Heart Valves: The Heart’s Gateways

This week I’d like to start a series of blogs relating to valvular heart disease, starting with a description of the heart valves and how they work. We have four valves in our hearts and their purpose is to keep blood moving in a single direction. They open during one phase of the cardiac cycle (systole or diastole, depending on which valve it is), allowing blood to pass from one chamber to another; and they close during the other phase, preventing blood from leaking back or regurgitating.

Two of the valves—the aortic and the mitral—sit in the left side of the heart; and two—the pulmonic and tricuspid—sit in the right side of the heart. The aortic and pulmonic (or pulmonary) valves are the gateways between the ventricles and the great vessels. The aortic sits between the left ventricle and the aorta, the large vessel that supplies the body with blood. The pulmonic sits between the right ventricle and the pulmonary artery, the large vessel that supplies the lungs with blood. The mitral valve sits between the left atrium and left ventricle and the tricuspid valve between the right atrium and right ventricle. Below is an image of these valves and the pathway of blood flow or circulation.

Heart valves and blood flow

Implicit in this discussion is that we have two parallel circulations—one for the lungs and one for the body.  We call these the pulmonary and systemic circulations, respectively. These circulations are connected, in that the blood from the lungs is collected in the pulmonary veins and returned to the left side of the heart (the left atrium), while the blood from the body flows through the superior and inferior vena cava into the right side of the heart (the right atrium).

● **Data extract**:
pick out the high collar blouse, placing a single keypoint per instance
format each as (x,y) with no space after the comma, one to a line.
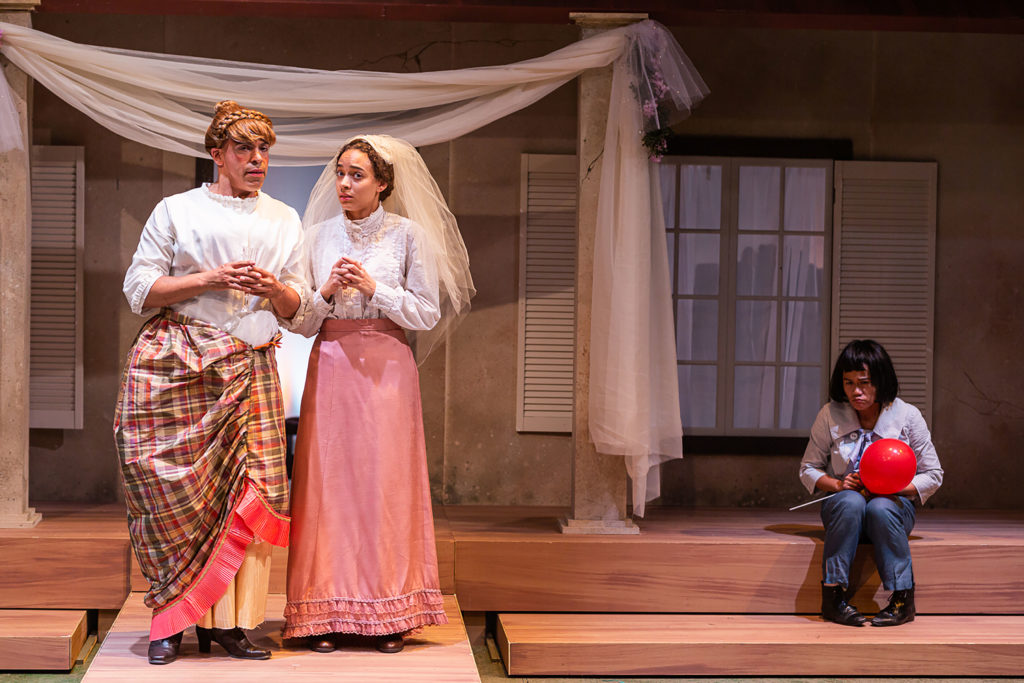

● **What to do**:
A: In the heart valves text, which two chambers does the mitral valve sit between?
B: Write out everything in the heart valves text from "Heart Valves: The" down to "back or regurgitating.", word for word.

● **Your responses**:
A: The left atrium and the left ventricle.

B:
Heart Valves: The Heart’s Gateways

This week I’d like to start a series of blogs relating to valvular heart disease, starting with a description of the heart valves and how they work. We have four valves in our hearts and their purpose is to keep blood moving in a single direction. They open during one phase of the cardiac cycle (systole or diastole, depending on which valve it is), allowing blood to pass from one chamber to another; and they close during the other phase, preventing blood from leaking back or regurgitating.